### EXERCISE
Print out the complete set of records below, exactly as they read.

Dataset entries:
● ● ● ● ●

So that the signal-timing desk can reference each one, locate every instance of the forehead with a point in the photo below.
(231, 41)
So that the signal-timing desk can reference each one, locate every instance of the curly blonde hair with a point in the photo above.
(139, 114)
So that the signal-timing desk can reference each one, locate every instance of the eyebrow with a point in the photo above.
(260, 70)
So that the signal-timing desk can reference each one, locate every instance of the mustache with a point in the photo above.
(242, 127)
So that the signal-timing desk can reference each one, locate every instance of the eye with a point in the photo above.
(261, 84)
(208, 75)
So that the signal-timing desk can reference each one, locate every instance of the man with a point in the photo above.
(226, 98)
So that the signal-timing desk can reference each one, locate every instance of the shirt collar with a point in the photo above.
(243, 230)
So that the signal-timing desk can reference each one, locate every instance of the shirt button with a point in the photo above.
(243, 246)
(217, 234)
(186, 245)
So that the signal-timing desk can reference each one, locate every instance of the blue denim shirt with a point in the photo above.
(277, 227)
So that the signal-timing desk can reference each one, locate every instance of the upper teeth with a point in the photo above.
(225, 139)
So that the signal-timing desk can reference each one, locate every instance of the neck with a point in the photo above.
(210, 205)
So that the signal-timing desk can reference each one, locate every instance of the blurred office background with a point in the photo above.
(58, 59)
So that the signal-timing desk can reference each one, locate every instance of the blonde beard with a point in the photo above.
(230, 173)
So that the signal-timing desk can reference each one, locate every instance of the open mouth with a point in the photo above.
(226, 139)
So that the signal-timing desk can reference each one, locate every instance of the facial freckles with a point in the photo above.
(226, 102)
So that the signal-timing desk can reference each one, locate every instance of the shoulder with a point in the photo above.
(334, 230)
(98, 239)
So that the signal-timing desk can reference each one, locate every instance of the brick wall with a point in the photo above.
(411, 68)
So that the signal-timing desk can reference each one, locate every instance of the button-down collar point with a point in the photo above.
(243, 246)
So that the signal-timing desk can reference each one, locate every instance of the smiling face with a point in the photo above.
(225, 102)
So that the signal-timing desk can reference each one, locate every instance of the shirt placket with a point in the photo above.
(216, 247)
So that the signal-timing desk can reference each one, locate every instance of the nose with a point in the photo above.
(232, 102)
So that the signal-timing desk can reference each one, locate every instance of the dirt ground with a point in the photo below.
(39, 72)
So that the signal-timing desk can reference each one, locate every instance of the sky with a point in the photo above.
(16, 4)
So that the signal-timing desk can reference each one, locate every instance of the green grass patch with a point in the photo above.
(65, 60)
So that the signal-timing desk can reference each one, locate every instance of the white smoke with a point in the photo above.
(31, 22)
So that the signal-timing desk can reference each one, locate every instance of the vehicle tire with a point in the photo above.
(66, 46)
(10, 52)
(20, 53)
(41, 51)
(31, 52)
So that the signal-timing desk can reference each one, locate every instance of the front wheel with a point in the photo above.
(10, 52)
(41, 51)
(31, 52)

● ● ● ● ●

### WRITTEN SOLUTION
So that the signal-timing desk can reference each one, locate every instance of the forehead with a point in the photo below.
(231, 41)
So that the signal-timing desk can reference each one, locate every instance of the curly blonde hair with a point in the photo above.
(139, 114)
So that the signal-timing desk can reference each one, locate every instance of the eyebrow with a point in the photo above.
(260, 70)
So that the signal-timing desk can reference each one, locate every instance of the mustache with a point in the photo above.
(242, 127)
So that the signal-timing desk can reference each one, locate every instance of the eye with a point in the photo above.
(261, 84)
(208, 75)
So that the signal-timing desk can reference each one, locate every instance of the man with a point in the photo above.
(226, 98)
So that the signal-timing desk can reference each one, locate every instance of the shirt collar with a point in the photo above.
(243, 230)
So that the signal-timing desk can reference each one, locate every instance of the shirt button with a point in the photo above.
(243, 246)
(217, 234)
(186, 245)
So that the signal-timing desk can reference each one, locate every instance of the blue denim shirt with a point in the photo above.
(277, 227)
So that the signal-timing desk can reference each one, locate every instance of the upper teeth with a point in the photo above.
(225, 139)
So that the signal-timing desk can reference each one, locate every instance of the neck with a point in the photo above.
(210, 205)
So that the signal-timing desk can reference each one, locate every instance of the blurred office background with a point in the photo above.
(58, 59)
So that the signal-timing desk can reference each one, locate every instance of the blonde beard with a point in the photo above.
(230, 173)
So that the signal-timing desk can reference each one, locate every instance of the open mouth with a point in the photo above.
(226, 139)
So that the signal-timing desk can reference each one, locate every instance of the facial freckles with a point in the photo above.
(226, 102)
So that the signal-timing desk can reference each one, locate every instance of the shoulder with a point in the photo above.
(334, 230)
(98, 239)
So that the signal-timing desk can reference each one, locate every instance of the brick wall with a point in the photo above.
(411, 68)
So that the signal-timing desk can reference each one, locate every instance of the button-down collar point with a point in the photo above.
(243, 246)
So that the signal-timing desk can reference each one, locate every instance of the smiling face with a point in the photo above.
(225, 102)
So that the signal-timing desk can reference each one, locate every instance of the shirt placket with a point in the photo above.
(216, 247)
So that the signal-timing desk can reference each one, locate every instance of the nose with a point in the photo above.
(232, 102)
So that the signal-timing desk can reference each one, locate every instance of the dirt ground with a point in the photo below.
(39, 72)
So that the signal-timing desk can reference each one, locate every instance of the sky with a point in the photo above.
(16, 4)
So that the signal-timing desk can reference each one, locate every instance of the green grass patch with a point in the photo above.
(65, 60)
So that the signal-timing desk can reference each one, locate every instance of the white smoke with a point in the photo above.
(31, 22)
So that the signal-timing desk can reference each one, locate every instance of the vehicle tire with a point in the photo above.
(66, 46)
(10, 52)
(20, 53)
(41, 51)
(31, 52)
So that the signal-timing desk can reference each one, locate every instance of the front wheel with a point in the photo above.
(10, 52)
(41, 51)
(31, 52)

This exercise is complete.